== Source document ==
>> START

6

I have two dataframes: a (~600M rows) and b (~2M rows). What is the best approach for joining b onto a, when using 1 equality condition and 2 inequality conditions on the respective columns?

  • a_1 = b_1
  • a_2 >= b_2
  • a_3 >= b_3

I have explored the following paths so far:

  • Polars:
    • join_asof(): only allows for 1 inequality condition
    • join_where() with filter(): even with a small tolerance window, the standard Polars installation runs out of rows (4.3B row limit) during the join, and the polars-u64-idx installation runs out of memory (512GB)
  • DuckDB: ASOF LEFT JOIN: also only allows for 1 inequality condition
  • Numba: As the above didn't work, I tried to create my own join_asof() function - see code below. It works fine but with increasing lengths of a, it becomes prohibitively slow. I tried various different configurations of for/ while loops and filtering, all with similar results.

Now I'm running a bit out of ideas... What would be a more efficient way to implement this?

>> END

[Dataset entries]
>> START

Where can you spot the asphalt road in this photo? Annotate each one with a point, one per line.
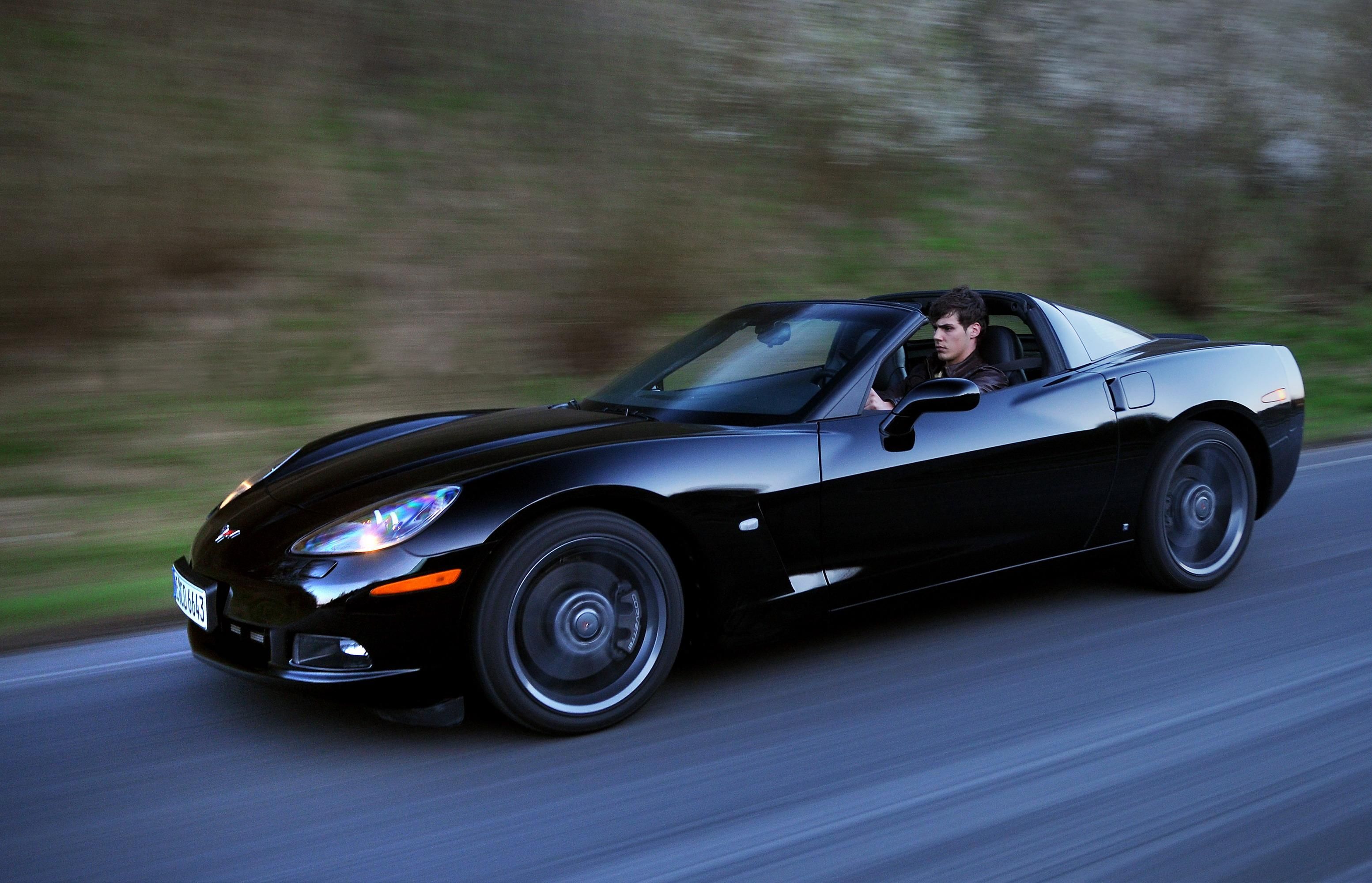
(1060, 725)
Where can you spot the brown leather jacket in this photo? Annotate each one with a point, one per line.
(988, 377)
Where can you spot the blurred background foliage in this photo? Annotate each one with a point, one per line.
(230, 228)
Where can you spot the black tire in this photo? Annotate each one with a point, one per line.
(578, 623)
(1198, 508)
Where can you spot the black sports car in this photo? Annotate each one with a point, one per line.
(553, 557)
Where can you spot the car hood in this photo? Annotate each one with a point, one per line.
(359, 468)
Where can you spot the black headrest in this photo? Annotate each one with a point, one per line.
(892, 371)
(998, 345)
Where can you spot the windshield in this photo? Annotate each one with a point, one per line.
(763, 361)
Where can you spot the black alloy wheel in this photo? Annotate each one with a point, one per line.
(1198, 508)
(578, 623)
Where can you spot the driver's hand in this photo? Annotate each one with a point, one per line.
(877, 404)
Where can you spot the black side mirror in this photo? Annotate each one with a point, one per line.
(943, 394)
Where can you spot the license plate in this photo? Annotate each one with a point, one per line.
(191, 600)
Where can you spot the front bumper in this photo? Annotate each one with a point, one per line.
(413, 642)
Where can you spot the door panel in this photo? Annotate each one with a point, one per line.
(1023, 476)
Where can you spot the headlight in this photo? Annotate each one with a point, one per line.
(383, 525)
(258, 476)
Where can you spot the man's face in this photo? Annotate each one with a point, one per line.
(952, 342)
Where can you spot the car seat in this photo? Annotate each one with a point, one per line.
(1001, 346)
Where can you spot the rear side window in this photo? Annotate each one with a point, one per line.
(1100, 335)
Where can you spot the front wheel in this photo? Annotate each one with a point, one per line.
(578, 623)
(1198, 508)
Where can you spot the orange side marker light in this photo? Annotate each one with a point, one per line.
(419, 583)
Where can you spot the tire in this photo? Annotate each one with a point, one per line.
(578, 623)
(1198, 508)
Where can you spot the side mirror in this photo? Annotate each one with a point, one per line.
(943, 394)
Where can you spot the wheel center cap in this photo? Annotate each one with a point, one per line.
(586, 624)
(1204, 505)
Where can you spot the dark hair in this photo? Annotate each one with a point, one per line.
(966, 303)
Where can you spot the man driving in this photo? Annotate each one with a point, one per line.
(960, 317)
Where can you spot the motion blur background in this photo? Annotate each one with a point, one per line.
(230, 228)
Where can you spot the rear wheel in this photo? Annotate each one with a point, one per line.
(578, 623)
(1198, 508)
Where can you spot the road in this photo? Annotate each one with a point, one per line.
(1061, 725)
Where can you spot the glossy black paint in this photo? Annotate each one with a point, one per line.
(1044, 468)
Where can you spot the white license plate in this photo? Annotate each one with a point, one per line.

>> END
>> START

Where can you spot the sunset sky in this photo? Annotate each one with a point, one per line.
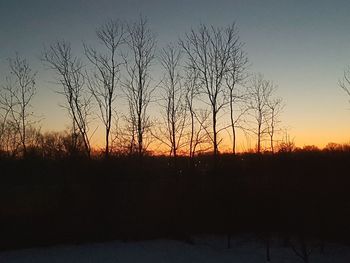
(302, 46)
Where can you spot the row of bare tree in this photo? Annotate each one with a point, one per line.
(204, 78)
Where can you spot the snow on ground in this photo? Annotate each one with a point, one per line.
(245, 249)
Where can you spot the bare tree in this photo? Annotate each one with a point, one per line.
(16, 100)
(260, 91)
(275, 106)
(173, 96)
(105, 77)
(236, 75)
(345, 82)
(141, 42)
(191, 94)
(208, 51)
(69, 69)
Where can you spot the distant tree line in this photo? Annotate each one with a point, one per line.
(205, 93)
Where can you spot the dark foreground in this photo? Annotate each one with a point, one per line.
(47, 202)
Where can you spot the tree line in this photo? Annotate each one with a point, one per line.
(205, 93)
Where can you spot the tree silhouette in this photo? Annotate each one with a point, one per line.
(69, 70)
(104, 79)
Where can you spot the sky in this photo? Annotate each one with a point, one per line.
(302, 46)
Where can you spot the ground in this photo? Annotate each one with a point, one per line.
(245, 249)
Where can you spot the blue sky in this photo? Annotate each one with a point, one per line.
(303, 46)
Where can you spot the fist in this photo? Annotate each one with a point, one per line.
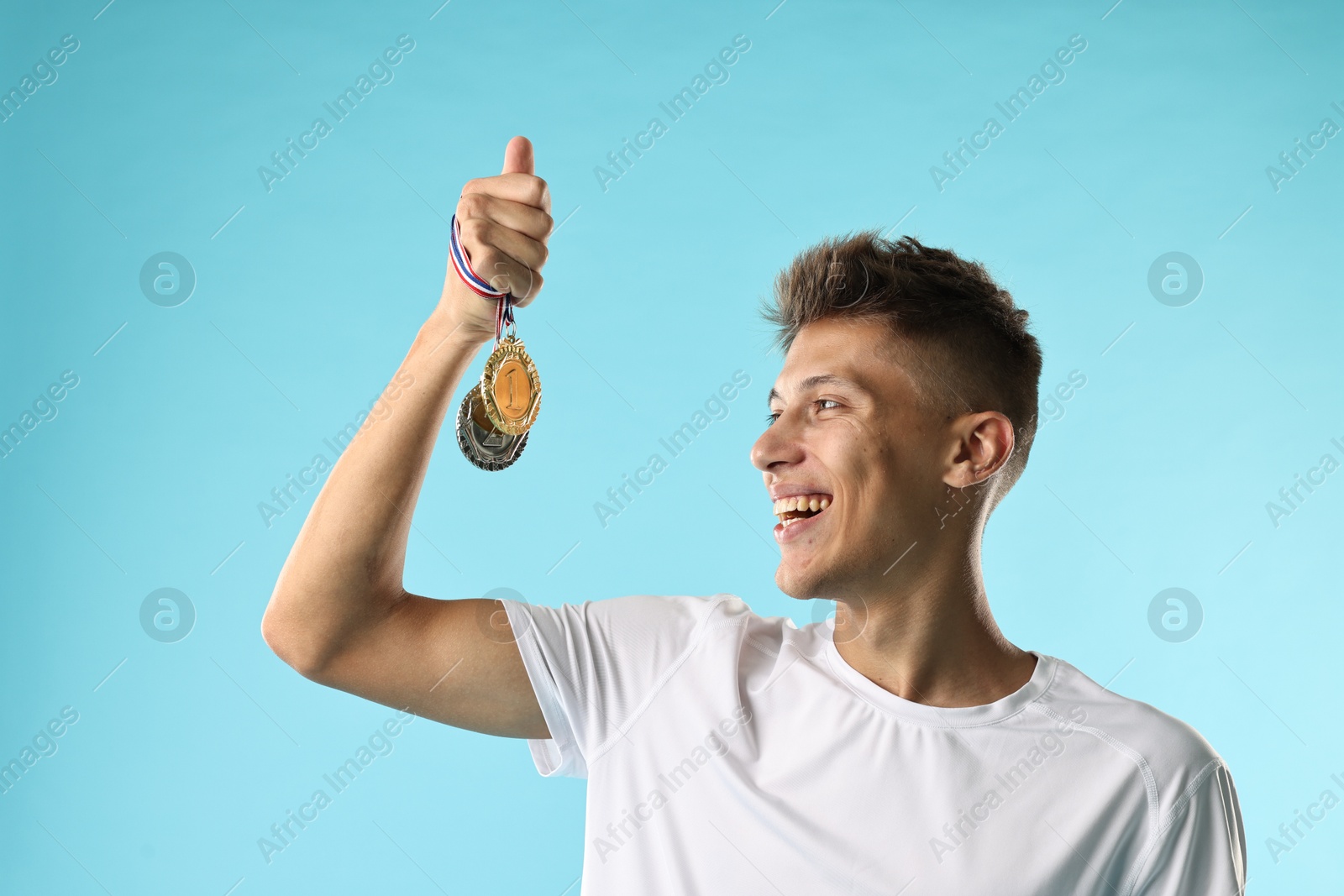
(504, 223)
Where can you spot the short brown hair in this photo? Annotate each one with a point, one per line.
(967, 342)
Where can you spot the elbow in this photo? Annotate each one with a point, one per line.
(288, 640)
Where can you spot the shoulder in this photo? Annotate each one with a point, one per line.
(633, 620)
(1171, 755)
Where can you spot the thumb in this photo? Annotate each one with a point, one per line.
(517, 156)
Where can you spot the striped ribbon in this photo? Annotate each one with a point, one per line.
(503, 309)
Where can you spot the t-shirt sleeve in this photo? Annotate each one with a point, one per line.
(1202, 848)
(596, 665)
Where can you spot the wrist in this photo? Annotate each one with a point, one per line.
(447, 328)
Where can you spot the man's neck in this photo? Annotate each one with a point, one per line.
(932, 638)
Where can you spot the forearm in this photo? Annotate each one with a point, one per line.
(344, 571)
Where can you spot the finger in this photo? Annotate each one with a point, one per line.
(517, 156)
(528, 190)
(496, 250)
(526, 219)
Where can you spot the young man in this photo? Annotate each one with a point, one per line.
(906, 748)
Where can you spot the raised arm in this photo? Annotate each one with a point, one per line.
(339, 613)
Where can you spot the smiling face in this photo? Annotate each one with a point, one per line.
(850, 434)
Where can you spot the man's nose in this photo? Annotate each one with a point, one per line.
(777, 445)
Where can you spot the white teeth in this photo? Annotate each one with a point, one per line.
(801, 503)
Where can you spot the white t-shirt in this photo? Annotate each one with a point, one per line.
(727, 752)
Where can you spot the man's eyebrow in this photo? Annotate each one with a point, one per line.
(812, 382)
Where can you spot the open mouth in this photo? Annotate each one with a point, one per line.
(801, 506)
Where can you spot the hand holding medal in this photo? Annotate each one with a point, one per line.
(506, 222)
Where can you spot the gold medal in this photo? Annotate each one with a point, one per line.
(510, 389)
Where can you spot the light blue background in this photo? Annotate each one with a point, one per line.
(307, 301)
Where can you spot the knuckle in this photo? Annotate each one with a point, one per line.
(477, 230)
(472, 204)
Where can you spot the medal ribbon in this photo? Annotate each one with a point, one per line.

>> END
>> START

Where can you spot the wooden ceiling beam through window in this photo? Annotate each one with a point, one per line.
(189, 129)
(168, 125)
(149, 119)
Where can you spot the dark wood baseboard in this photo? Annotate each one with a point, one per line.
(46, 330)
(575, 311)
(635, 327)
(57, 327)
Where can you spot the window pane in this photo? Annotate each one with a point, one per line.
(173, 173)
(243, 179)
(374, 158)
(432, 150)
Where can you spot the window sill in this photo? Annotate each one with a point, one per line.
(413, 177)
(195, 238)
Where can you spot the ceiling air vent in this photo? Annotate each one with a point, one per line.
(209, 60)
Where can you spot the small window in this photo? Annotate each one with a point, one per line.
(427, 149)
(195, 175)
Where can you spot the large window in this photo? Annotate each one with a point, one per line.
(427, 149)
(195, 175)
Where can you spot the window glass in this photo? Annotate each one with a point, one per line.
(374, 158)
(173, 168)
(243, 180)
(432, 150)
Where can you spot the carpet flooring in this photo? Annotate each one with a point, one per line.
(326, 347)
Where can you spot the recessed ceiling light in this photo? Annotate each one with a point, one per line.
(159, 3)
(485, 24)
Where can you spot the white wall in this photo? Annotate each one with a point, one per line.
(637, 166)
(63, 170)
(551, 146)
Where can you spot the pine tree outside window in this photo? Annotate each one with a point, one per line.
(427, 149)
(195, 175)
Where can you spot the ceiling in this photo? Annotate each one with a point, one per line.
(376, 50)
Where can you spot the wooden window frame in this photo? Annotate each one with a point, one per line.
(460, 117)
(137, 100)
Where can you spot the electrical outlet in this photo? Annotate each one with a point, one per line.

>> END

== Instruction 1 ==
Duplicate the stretch of the post about joining dataframes from "I have two dataframes: a" through "of memory (512GB)".
== Instruction 2 ==
Write the next part of the post about joining dataframes, picking up right after its final sentence.
The listing above stands apart from the post about joining dataframes.

== Answer 1 ==
I have two dataframes: a (~600M rows) and b (~2M rows). What is the best approach for joining b onto a, when using 1 equality condition and 2 inequality conditions on the respective columns?

  • a_1 = b_1
  • a_2 >= b_2
  • a_3 >= b_3

I have explored the following paths so far:

  • Polars:
    • join_asof(): only allows for 1 inequality condition
    • join_where() with filter(): even with a small tolerance window, the standard Polars installation runs out of rows (4.3B row limit) during the join, and the polars-u64-idx installation runs out of memory (512GB)

== Answer 2 ==
Thank you

import numba as nb
import numpy as np
import polars as pl
import time


@nb.njit(nb.int32[:](nb.int32[:], nb.int32[:], nb.int32[:], nb.int32[:], nb.int32[:], nb.int32[:], nb.int32[:]), parallel=True)
def join_multi_ineq(a_1, a_2, a_3, b_1, b_2, b_3, b_4):
    output = np.zeros(len(a_1), dtype=np.int32)

    for i in nb.prange(len(a_1)):

        for j in range(len(b_1) - 1, -1, -1):

            if a_1[i] == b_1[j]:

                if a_2[i] >= b_2[j]:

                    if a_3[i] >= b_3[j]:
                        output[i] = b_4[j]
                        break

    return output


length_a = 5_000_000
length_b = 2_000_000

start_time = time.time()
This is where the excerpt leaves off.